### Document excerpt

☆ ☆ ☆

If the anti-family implications of poverty wage policies aren't
clear to Congress members, then they're simply refusing to
look.
A national living wage policy would not be bad for the economy.
It would put more money in circulation than those tax rebates
did. It would give businesses lower turnover and higher productivity.
It would give families and communities greater stability.
But there are businesses that prefer to take the low road
toward quick profits, regardless of costs to society or workers,
and regardless of possible long-term costs to the businesses.
A corporate executive who will choose to produce tires that
kill drivers, use machinery that kills workers, pay wages
that break up families, and bust the unions that could give
substance to our alleged freedom of association is not going
to think twice about lying to investors. Are you kidding?
And certainly one who will lie about $1 thousand is going
to lie about $10 million. These acts are not seen as crimes,
but as positive steps in the mission for profits at all cost.
The bigger the scam, the more admirable!
The public is now questioning the value of this ethic of
greed. We need also to question both our national system of
corporate welfare and the widespread system of corporate welfare
and sprawl-promotion under which cities and counties hand
out millions of public dollars in subsidies and tax breaks
to persuade businesses to locate there rather than in the
next town.

☆ ☆ ☆

### Input material

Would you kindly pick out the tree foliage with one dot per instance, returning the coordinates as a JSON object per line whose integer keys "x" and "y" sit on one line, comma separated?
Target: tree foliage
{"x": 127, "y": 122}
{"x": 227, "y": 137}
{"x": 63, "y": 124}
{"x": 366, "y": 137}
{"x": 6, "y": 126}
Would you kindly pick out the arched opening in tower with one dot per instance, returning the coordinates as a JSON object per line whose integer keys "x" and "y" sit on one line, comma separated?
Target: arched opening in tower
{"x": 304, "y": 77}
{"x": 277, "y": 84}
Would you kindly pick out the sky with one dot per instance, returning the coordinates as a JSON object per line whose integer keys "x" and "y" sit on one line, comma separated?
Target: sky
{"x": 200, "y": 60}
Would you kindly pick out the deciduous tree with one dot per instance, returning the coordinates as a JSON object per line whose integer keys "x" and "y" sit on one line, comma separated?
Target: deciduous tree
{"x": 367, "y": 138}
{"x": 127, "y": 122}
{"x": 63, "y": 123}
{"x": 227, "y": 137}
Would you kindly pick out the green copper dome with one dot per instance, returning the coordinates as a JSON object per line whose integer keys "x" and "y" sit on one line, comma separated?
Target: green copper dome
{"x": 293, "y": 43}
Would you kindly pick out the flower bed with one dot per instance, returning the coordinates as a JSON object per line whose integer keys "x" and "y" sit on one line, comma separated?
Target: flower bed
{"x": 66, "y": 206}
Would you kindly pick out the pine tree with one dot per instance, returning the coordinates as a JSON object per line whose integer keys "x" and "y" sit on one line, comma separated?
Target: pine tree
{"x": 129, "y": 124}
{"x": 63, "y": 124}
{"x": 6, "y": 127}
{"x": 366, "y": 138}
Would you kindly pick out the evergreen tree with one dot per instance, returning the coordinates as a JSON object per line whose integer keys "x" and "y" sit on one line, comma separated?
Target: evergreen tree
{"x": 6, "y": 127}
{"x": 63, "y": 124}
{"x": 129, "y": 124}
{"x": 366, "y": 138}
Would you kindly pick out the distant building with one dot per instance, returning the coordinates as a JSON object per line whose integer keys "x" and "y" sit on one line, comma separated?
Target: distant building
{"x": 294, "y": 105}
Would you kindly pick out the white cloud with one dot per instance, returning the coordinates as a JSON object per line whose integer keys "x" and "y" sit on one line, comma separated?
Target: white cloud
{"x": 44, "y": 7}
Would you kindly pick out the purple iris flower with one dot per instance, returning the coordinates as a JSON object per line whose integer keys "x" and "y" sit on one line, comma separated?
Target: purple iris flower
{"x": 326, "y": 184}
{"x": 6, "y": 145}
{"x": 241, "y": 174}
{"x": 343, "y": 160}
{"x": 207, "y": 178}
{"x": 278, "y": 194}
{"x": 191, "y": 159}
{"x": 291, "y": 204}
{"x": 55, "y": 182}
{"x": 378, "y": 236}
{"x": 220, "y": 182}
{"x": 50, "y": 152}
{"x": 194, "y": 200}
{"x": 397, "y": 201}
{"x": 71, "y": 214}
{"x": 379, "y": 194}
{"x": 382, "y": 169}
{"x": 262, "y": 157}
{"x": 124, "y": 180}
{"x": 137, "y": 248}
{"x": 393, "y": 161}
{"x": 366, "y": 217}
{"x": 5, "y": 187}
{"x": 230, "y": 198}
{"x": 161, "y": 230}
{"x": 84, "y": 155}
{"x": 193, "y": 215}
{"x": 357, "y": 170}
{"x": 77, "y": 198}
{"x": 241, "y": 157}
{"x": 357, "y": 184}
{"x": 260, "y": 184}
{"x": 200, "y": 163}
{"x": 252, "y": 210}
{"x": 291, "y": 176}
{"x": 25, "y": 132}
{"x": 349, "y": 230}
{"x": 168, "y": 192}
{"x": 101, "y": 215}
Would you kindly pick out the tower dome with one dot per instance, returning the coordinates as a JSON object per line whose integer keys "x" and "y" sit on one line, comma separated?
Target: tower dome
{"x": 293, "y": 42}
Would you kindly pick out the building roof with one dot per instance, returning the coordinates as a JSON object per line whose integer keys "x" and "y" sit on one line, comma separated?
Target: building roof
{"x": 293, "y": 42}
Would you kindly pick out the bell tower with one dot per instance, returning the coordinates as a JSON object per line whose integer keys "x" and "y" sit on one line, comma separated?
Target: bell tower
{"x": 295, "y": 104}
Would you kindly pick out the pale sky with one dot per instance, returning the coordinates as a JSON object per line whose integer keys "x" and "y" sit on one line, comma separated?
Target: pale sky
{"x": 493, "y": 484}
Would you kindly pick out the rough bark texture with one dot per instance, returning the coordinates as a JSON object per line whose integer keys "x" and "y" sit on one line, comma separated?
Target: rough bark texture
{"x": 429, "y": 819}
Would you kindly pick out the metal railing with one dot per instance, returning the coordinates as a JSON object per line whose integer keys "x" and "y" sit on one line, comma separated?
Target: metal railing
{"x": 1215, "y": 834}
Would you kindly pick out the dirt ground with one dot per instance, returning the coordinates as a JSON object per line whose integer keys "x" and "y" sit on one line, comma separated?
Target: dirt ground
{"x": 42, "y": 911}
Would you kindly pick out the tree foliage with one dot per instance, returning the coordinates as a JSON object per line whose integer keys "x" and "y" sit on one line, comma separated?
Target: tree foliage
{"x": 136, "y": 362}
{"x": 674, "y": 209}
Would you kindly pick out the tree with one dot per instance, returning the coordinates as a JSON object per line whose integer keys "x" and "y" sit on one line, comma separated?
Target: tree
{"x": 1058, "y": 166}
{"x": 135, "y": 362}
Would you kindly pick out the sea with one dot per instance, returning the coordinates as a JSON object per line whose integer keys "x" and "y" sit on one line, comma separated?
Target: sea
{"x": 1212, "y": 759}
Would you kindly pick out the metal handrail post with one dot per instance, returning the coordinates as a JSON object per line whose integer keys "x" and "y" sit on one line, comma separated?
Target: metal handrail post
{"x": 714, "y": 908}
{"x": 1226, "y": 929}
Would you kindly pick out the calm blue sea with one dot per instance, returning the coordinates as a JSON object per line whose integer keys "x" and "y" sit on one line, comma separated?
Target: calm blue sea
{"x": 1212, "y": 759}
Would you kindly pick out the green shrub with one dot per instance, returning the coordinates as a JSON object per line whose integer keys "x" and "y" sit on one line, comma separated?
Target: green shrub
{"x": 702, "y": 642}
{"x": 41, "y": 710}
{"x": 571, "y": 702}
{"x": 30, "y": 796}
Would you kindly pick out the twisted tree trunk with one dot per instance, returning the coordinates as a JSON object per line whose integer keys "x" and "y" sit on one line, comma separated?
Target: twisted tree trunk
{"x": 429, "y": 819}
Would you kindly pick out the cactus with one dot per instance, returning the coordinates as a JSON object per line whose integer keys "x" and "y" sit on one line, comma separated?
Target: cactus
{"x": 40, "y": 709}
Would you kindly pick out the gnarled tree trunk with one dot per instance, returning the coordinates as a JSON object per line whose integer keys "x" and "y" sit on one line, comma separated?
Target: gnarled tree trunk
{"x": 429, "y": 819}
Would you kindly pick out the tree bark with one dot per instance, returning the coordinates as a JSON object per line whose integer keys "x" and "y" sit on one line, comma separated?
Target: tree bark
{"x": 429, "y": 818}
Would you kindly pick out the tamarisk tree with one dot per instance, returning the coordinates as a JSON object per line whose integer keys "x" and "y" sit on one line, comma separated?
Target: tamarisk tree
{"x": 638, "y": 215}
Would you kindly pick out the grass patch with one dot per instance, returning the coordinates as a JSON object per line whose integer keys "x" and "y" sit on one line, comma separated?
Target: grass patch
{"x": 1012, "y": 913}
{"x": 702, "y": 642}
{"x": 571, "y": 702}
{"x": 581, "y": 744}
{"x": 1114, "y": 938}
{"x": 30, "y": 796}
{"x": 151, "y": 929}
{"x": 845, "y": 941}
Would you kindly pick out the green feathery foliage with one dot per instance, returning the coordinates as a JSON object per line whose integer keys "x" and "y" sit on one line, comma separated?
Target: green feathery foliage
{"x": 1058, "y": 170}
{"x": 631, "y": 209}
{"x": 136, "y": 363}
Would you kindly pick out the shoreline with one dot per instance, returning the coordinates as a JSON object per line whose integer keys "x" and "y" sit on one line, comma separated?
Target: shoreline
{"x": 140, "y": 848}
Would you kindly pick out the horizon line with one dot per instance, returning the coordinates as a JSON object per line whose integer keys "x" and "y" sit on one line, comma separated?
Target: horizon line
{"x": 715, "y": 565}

☆ ☆ ☆

### The tasks
1. According to the living wage passage, what would a national living wage policy give businesses?
2. Reproduce everything in the records from the line containing "Would you kindly pick out the horizon" down to the end of the records.
The living wage passage and the records have no connection to each other.

### Exercise answers
1. Lower turnover and higher productivity.

2.
Would you kindly pick out the horizon line with one dot per instance, returning the coordinates as a JSON object per line whose integer keys "x" and "y" sit on one line, comma separated?
Target: horizon line
{"x": 715, "y": 565}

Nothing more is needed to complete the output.